#### [Texto de origem]
Disco com concerto de Claudio Santoro é ponto alto da Coleção Música do Brasil

por João Marcos Coelho 17/09/2023

Jornalista costuma exagerar no elogio ou na crítica. Neste caso, o elogio derramado se justifica. O recém-lançado álbum do selo Naxos/Música do Brasil em que Neil Thomson e a Filarmônica de Goiás interpretam a Sinfonia nº 8 de Cláudio Santoro é desde já um dos pontos mais altos desse projeto extraordinário, concebido e viabilizado pelo diplomata brasileiro Gustavo de Sá. Não só pela execução entusiasmante da sinfonia de Santoro, mas igualmente pela performance empolgante de Marina Martins no Concerto para violoncelo, para mim a obra central do álbum.

Não é demais repetir a bombástica frase – bombástica mas justa, justíssima, de Gustavo de Sá a respeito desta integral em curso: “As 14 sinfonias de Claudio Santoro representam o maior e mais significativo conjunto de obras no gênero compostas no Brasil”. De fato, elas foram compostas num arco de praticamente meio século, entre 1940 e 1989, ano de sua morte. E a partir de sua audição é possível acompanhar as mudanças estilísticas na obra do compositor. É preciso deixar claro: era absurdo, inadmissível, que estas sinfonias ainda não tivessem sido gravadas, até o início deste projeto revolucionário.

Também não é exagero afirmar que o maestro britânico Neil Thomson vem construindo um acervo extraordinário de gravações orquestrais e concertantes de compositores brasileiros, pois além da integral em curso das sinfonias de Santoro, ele também gravou, entre outras, a Sinfonia dos Orixás, de Almeida Prado, com a Osesp, e peças orquestrais de Guerra-Peixe, em Goiás.

É impressionante o modo seguro e sanguíneo que a jovem violoncelista brasileira Marina Martins imprime a esta partitura particularmente difícil do ponto de vista técnico e ao mesmo tempo prenhe de expressividade

O álbum traz obras de Santoro da década de 1960. O concerto de violoncelo foi composto quando Santoro estabeleceu-se precariamente em Berlim – e no momento dramático em que se erguia o famigerado muro que separou a cidade por meio século. Para vocês terem uma ideia do clima que vivia o compositor, o monumental primeiro movimento, com praticamente 20 minutos de duração, foi composto em agosto de 1961; o curtíssimo movimento lento, pouco menos de 5 minutos, foi escrito quinze dias depois do fechamento das fronteiras; e o terceiro movimento foi concluído em outubro daquele ano.

É impressionante o modo seguro e sanguíneo que a jovem violoncelista brasileira Marina Martins imprime a esta partitura particularmente difícil do ponto de vista técnico e ao mesmo tempo prenhe de expressividade. Preste atenção na longa e sombria introdução orquestral, assim como na cadência. Marina nasceu em 1999 na Nova Zelândia, mas seus pais brasileiros retornaram ao país quando Marina estava com 5 anos. Brasileiríssima, portanto, mais uma grande instrumentista com projeção internacional.

#### [Instrução]
Segundo o texto sobre o disco de Claudio Santoro, em que ano e em que país nasceu a violoncelista Marina Martins? Não é preciso consultar os dados.

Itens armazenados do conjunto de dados
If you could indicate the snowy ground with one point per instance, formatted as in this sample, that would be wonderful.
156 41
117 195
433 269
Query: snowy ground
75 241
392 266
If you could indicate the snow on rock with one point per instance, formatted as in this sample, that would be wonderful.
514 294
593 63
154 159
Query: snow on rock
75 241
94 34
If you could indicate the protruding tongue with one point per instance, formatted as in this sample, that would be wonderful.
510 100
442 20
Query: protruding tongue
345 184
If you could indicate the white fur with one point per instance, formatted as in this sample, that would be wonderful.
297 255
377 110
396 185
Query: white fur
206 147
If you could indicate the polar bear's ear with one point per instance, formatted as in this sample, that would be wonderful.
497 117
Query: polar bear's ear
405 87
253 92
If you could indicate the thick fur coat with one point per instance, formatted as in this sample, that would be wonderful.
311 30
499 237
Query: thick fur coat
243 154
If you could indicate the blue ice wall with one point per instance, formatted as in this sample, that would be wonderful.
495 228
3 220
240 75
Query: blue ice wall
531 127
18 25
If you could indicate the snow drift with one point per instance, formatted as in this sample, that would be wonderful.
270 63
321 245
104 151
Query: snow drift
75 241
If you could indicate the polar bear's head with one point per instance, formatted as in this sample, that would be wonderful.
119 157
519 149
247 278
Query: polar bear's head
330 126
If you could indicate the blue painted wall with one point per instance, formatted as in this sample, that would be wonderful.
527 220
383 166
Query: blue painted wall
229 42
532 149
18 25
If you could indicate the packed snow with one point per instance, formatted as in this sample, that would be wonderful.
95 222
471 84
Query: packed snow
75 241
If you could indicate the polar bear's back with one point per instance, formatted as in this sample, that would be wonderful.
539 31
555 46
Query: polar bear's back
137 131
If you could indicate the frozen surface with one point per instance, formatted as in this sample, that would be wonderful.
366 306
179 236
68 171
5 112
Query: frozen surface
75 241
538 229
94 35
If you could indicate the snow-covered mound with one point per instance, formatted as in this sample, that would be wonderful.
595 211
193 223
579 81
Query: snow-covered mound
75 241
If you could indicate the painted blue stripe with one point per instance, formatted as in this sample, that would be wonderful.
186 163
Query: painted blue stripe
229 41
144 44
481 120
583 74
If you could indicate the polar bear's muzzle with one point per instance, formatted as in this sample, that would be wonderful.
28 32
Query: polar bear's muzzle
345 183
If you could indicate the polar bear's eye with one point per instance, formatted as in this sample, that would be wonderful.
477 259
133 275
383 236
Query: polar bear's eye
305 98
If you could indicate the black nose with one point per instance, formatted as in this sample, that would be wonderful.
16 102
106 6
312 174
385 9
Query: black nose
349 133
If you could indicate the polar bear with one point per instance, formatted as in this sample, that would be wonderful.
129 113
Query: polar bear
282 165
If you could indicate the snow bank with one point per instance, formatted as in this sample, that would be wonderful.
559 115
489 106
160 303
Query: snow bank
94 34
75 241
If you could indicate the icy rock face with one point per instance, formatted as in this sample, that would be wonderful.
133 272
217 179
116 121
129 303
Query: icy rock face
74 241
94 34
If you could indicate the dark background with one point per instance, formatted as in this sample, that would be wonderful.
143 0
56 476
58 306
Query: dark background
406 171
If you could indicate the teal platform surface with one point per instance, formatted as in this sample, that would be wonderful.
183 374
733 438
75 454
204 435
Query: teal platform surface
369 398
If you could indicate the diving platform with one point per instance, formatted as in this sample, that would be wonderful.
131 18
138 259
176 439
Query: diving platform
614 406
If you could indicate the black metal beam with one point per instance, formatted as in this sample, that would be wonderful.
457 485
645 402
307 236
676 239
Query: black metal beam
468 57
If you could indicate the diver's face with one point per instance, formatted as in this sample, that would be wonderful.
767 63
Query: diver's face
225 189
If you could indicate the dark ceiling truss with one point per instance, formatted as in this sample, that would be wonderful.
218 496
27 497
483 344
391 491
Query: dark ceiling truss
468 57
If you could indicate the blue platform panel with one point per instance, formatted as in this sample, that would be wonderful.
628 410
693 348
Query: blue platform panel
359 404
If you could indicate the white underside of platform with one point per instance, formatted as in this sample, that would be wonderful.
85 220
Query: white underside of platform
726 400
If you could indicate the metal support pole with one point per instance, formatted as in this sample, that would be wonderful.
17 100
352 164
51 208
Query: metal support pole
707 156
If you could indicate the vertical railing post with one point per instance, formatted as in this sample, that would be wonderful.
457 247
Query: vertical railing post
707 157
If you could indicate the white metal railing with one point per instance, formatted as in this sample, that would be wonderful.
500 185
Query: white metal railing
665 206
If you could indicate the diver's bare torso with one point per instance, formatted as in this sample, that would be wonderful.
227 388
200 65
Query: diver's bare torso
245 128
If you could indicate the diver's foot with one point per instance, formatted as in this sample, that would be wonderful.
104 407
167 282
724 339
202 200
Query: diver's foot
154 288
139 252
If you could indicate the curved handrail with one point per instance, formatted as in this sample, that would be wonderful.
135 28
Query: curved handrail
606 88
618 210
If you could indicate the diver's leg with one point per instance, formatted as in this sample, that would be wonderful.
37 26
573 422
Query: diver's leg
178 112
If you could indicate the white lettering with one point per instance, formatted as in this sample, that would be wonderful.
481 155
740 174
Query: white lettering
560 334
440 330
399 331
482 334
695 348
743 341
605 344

...

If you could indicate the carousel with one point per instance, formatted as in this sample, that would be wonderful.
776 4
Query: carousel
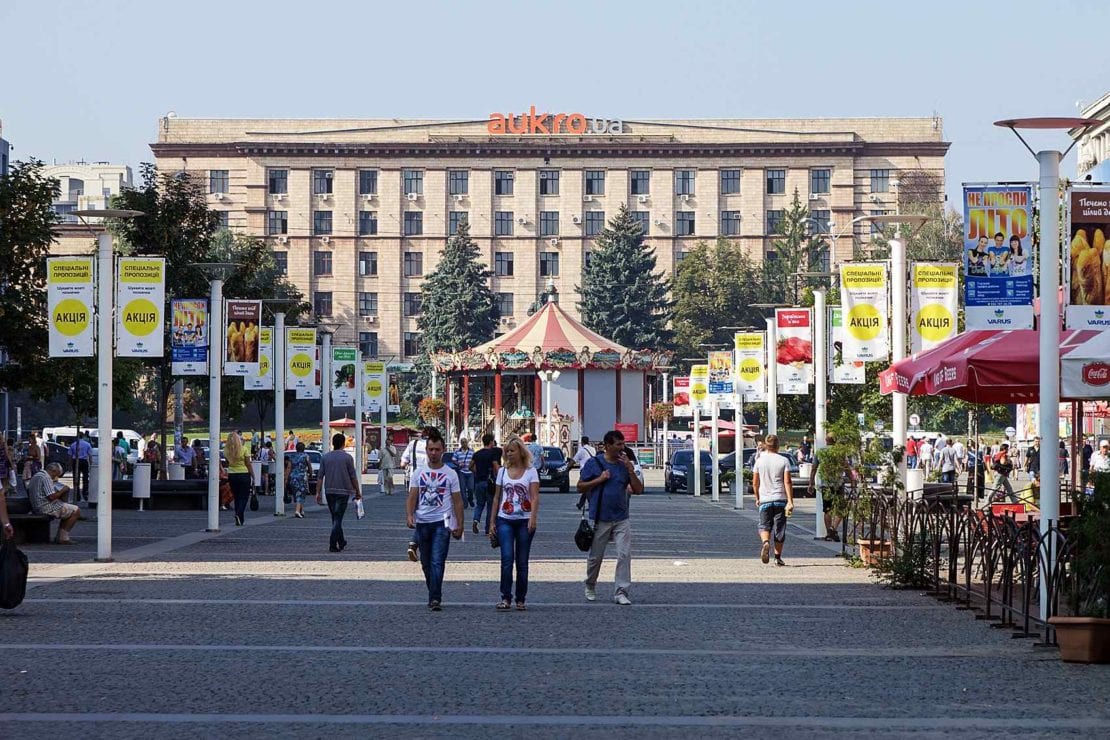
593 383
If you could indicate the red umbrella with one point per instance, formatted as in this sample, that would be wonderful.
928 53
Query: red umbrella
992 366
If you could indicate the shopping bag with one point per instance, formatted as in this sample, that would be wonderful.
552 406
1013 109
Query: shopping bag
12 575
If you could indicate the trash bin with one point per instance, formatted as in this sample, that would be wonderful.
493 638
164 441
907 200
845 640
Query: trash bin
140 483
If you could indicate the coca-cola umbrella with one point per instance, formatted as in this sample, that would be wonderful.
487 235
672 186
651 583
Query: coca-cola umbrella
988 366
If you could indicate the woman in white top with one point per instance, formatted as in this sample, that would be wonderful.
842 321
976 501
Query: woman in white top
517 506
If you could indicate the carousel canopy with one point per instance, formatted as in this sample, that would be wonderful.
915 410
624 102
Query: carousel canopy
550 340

#### [Resposta]
Em 1999, na Nova Zelândia.